#### [Selected text]
Returns a 200 response on success

Failure Responses

The response for missing/wrong parameters includes an exception type and an error message.

Failure Response example:

Error 400

A mandatory param was not passed. The Message property provides information about the missing parameter. In the example above it is the mandatory apiKey parameter.

{
  "ErrorType": "Missing parameter",
  "Message": "APIKey is mandatory"
}

{
  "ErrorType": "Authentication error",
  "Message": "The api key is not recognized"
}

{
  "ErrorType": "Authentication error",
  "Message": "The api key is expired or disabled"
}

Error 400

A url param was passed with an illegal value. The Message property provides detailed information. In the example above it is the lang parameter, which was passed with an illegal value of “USS” (instead of (US) Example: generateSynonyms=falsee, avoidCapitalization=tru etc.

{
  "ErrorType": "Illegal parameter value",
  "Message": "lang param value is invalid: uss"
}

Error 400

The document sent for correction exceeded the maximum allowed limit. The maximum document size is normally in the range of 10,000 and 50,000 characters.

{
  "ErrorType": "Server-side error",
  "Message": "The document is too long"
}

Error 415

An unsupported document type was passed

{
  "ErrorType": "Unsupported media-type in Content-Type header",
  "Message": "text/plaind is unsupported"
}

Common use cases

Ginger’s correction API returns suggested corrections for words suspected as errors. It is up to the client of the API to decide how to apply the corrections to the text. The following section outlines common use cases. These can be broadly categorized as interactive and offline scenarios. Ginger’s API contains all the data required to serve both of these scenarios.

There is some overlap between the two, so it is recommended to read both sections below.

Interactive Corrections

In this scenario, a user submits their text for grammar and spelling correction through an online text editor. The following are some common practices for displaying the results of the API.

Highlighting errors

Highlighting or otherwise marking the parts of the text which were identified as errors can help the user focus on correcting them. This can be done using the “From” and “To” fields of each “Correction” object from the “Corrections” array in the response.

Displaying alternative suggestions

When an error is identified, three options exist with regard to how to correct it: there is either a single suggested correction, multiple suggested corrections or no suggested corrections.

Single suggested correction: In terms of the API response, this is the case when the “Suggestions” array of a certain “Correction” object contains a single element. The client application should decide how to display this suggestion to the user. This can be done either by replacing the error word automatically or by only highlighting it and letting the user view the suggestion and decide whether to apply it.

Implementations which choose to replace automatically should consider the “shouldReplace” property of the Correction object. If it is false, it is advised not to perform an automatic replacement.

Multiple suggested corrections: this case is similar to the previous one except that since there are several suggested replacements the user should be able to choose the one they would like to replace the error with. The items in the “Suggestions” array in the response are ordered according to their likelihood, so it is recommended that they are displayed to the user in the same order they are received in the response from the API.

#### [Data excerpt]
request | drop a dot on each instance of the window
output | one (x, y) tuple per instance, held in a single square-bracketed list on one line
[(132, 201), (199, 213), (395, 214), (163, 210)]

#### [What to work on]
Repeat the part of the correction API text between "Multiple suggested corrections: this" and "from the API.", inclusive.

#### [The output]
Multiple suggested corrections: this case is similar to the previous one except that since there are several suggested replacements the user should be able to choose the one they would like to replace the error with. The items in the “Suggestions” array in the response are ordered according to their likelihood, so it is recommended that they are displayed to the user in the same order they are received in the response from the API.